● **Verilen metin**:
+++++
İYİ Parti Genel Başkanı Meral Akşener, partisinin bugünkü grup toplantısında Ülkü Ocakları eski Genel Başkanı Sinan Ateş'in öldürülmesiyle ilgili tepkilerini sürdürdü. Akşener, Erdoğan'a "Sinan Ateş’e kim kıydı? Katiller, nerede saklanıyor? Saklanmalarına kim izin veriyor? Yargı sürecini kimler baltalıyor? Bu sorulara cevap vermeden o koltukta rahat oturamazsın! Devletin içinde mafyalar, çeteler, uyuşturucu satıcıları kol gezerken “Cumhurbaşkanıyım” diye ortalıkta gezemezsin!" diye sordu.

Akşener'in konuşmasından öne çıkan başlıklar şöyle:

"Geçen hafta söylemiştim; '14 Mayıs’a kadar, her konuşmamda; Sayın Erdoğan’a, aynı soruyu soracağım' demiştim. Sayın Erdoğan! 38 yaşındaki, genç bir akademisyene,Ülkü Ocakları Eski Genel Başkanı’na, Ankara’nın göbeğinde, kim suikast düzenledi? Banuçiçek'in ve Bengisu’nun babasına,Sinan Ateş’e, kim kıydı? Katiller, nerede saklanıyor?Saklanmalarına, kim izin veriyor?
+++++
● **Gösterilen bilgiler**:
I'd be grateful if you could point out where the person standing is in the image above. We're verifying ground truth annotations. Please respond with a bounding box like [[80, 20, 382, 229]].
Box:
+++++
● **Yapmanız gerekenler**:
[A] Verilen metindeki "Akşener'in konuşmasından öne" ifadesinden "saklanıyor?Saklanmalarına, kim izin veriyor?" ifadesine kadar olan bölümü hiç değiştirmeden yeniden yazın.
[B] Verilen metinden alınan şu cümleyi İngilizceye çevirin: "İYİ Parti Genel Başkanı Meral Akşener, partisinin bugünkü grup toplantısında Ülkü Ocakları eski Genel Başkanı Sinan Ateş'in öldürülmesiyle ilgili tepkilerini sürdürdü."
[C] Verilen metne dayanarak şu soruları yanıtlayın:
(i) Akşener tepkilerini hangi ortamda sürdürdü?
(ii) Akşener, Erdoğan'a aynı soruyu hangi tarihe kadar soracağını söylemişti?
(iii) Sinan Ateş kaç yaşındaydı?
Bu satırlara ihtiyacınız olmayacak.

● **Sıralı sonuçlar**:
[A]
Akşener'in konuşmasından öne çıkan başlıklar şöyle:

"Geçen hafta söylemiştim; '14 Mayıs’a kadar, her konuşmamda; Sayın Erdoğan’a, aynı soruyu soracağım' demiştim. Sayın Erdoğan! 38 yaşındaki, genç bir akademisyene,Ülkü Ocakları Eski Genel Başkanı’na, Ankara’nın göbeğinde, kim suikast düzenledi? Banuçiçek'in ve Bengisu’nun babasına,Sinan Ateş’e, kim kıydı? Katiller, nerede saklanıyor?Saklanmalarına, kim izin veriyor?

[B] İYİ Party Chair Meral Akşener continued reacting to the killing of Sinan Ateş, former Chair of the Ülkü Ocakları, at the party's group meeting today.

[C]
(i) Partisinin bugünkü grup toplantısında.
(ii) 14 Mayıs'a kadar.
(iii) 38 yaşındaydı.